Dataset excerpts on object pointing

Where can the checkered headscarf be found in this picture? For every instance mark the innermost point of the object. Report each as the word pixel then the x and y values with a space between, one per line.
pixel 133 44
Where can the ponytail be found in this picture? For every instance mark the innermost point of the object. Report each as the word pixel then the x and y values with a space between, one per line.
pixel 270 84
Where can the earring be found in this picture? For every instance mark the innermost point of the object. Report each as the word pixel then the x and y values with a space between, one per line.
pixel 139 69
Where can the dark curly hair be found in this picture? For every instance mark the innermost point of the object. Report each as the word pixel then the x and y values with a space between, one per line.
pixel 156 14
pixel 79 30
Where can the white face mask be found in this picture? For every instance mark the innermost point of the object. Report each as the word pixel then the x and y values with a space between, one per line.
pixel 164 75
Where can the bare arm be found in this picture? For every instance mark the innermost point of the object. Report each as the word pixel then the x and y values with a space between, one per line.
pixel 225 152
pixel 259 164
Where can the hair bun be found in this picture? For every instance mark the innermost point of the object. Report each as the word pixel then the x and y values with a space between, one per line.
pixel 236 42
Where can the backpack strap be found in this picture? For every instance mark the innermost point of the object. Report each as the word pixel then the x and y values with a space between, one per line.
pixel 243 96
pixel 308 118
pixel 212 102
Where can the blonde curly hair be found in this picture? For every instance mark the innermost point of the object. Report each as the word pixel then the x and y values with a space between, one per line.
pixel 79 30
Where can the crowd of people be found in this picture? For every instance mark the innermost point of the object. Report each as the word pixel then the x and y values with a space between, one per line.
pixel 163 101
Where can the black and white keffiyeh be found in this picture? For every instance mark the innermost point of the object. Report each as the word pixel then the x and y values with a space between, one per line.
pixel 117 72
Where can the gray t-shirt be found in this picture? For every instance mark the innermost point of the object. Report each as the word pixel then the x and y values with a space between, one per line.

## Task to complete:
Convert the listing above into a JSON array of strings, one string per line, omitting any blank lines.

## Exercise output:
[
  "Where can the checkered headscarf be found in this picture? For every instance mark the innermost point of the object. Report each as the word pixel then the x and y values with a space between, one per line.",
  "pixel 133 44",
  "Where can the ponytail be found in this picture? For every instance mark the innermost point of the object. Report each as the word pixel then the x and y values with a space between, one per line.",
  "pixel 270 84",
  "Where can the earring be found in this picture? For every instance mark the innermost point of the object. Report each as the word pixel then the x and y values with a space between, one per line.",
  "pixel 139 69",
  "Where can the dark curly hair be found in this picture? For every instance mark the innermost point of the object. Report each as the word pixel then the x and y values with a space between, one per line.",
  "pixel 156 14",
  "pixel 79 30",
  "Where can the white face mask be found in this picture? For every instance mark the innermost point of the object. Report each as the word pixel then the x and y values with a space between, one per line.",
  "pixel 164 75",
  "Where can the bare arm be found in this picture? For every instance mark the innermost point of the object. Report each as the word pixel then the x and y values with a space between, one per line.",
  "pixel 225 152",
  "pixel 259 164",
  "Where can the hair bun be found in this picture? For every instance mark the innermost point of the object. Report each as the word pixel then the x and y values with a space between, one per line.",
  "pixel 236 42",
  "Where can the backpack strap be found in this picture? For every instance mark the innermost point of the object. Report each as the word pixel then the x and y values with a space between, one per line.",
  "pixel 243 96",
  "pixel 308 118",
  "pixel 212 102",
  "Where can the blonde curly hair be found in this picture? For every instance mark the innermost point of the object. Report each as the word pixel then the x and y values with a space between, one per line.",
  "pixel 79 30",
  "Where can the crowd of people be found in this picture? For every instance mark the innermost point of the object. Report each as the word pixel then the x and y values with a space between, one per line.",
  "pixel 163 101",
  "Where can the black and white keffiyeh be found in this picture? For every instance mark the innermost point of the object. Report each as the word pixel then the x and y values with a space between, one per line.",
  "pixel 117 72",
  "Where can the gray t-shirt be found in this picture? For every instance mark the innermost point of the object. Report each as the word pixel then the x and y values with a space between, one per line."
]